== EXERCISE REQUIREMENTS ==
Copy out each line of the material below with no changes.

Dataset rows on where objects appear:
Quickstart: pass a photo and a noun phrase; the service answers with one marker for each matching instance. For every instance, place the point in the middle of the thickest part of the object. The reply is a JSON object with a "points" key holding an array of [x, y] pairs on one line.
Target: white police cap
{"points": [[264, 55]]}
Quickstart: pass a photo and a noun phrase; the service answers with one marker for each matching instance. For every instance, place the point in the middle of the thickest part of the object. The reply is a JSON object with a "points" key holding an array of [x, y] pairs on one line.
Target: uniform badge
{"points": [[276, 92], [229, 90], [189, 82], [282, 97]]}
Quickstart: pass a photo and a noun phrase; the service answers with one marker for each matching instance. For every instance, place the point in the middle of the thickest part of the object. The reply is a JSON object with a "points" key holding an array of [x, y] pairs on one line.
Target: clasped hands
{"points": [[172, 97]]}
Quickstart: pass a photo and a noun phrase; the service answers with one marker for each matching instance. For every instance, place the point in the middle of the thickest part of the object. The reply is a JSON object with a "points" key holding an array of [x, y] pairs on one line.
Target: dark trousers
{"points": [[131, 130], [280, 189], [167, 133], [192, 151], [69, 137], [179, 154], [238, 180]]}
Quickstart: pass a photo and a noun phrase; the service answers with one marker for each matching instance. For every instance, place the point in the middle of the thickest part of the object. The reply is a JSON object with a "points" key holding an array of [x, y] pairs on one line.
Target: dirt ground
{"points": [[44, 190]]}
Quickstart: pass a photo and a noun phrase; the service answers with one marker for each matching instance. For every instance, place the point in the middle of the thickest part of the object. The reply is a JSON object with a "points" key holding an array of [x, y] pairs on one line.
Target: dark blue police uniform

== CORRECT ANSWER ==
Quickstart: pass a photo and a noun phrase; the service answers with one marker for each matching instance. For every instance, place the point in the middle of the thickest part of the object. The reply is a JSON object with a "points" key holding an array of [x, y] pairs on one line.
Target: white police cap
{"points": [[264, 55]]}
Quickstart: pass a photo and a noun phrase; the service answers with one marker for each matching instance. For every instance, place the point in the middle of the thickest part of the object. The reply is a JSON object with a "points" key holding an array of [x, y] pairs on one line.
Target: uniform badge
{"points": [[276, 92], [229, 90], [189, 82], [282, 97]]}
Quickstart: pass a photo and a noun phrase; the service answers with one marker for each matching instance. For every instance, place the point in the middle of the thickest part of the object. The reply is a JSON object with a "points" key holding an array of [x, y] pairs on one line.
Target: clasped hands
{"points": [[172, 97]]}
Quickstart: pass a photo and a noun phrase; the service answers with one marker for each matching instance. For every instance, place the point in the middle of the thickest part of the object. The reply is a JSON object with a "points" key holding an array of [x, y] pairs on one line.
Target: dark trousers
{"points": [[131, 130], [280, 189], [167, 133], [192, 151], [69, 137], [179, 154], [238, 180]]}
Quickstart: pass a photo and a noun phrase; the service answers with one marker for each matching instance. For every instance, place the point in the middle of the thickest part of the object. The reply is a JSON object with a "points" key holding an array of [x, y] pairs on one line.
Target: dirt ground
{"points": [[44, 190]]}
Quickstart: pass a photo and a noun phrase; the service answers with one marker for each matching instance. For every instance, place the point in the middle of the thickest part of the object. The reply is a JSON object with a "points" key holding an array of [x, y] pairs on one line.
Target: dark blue police uniform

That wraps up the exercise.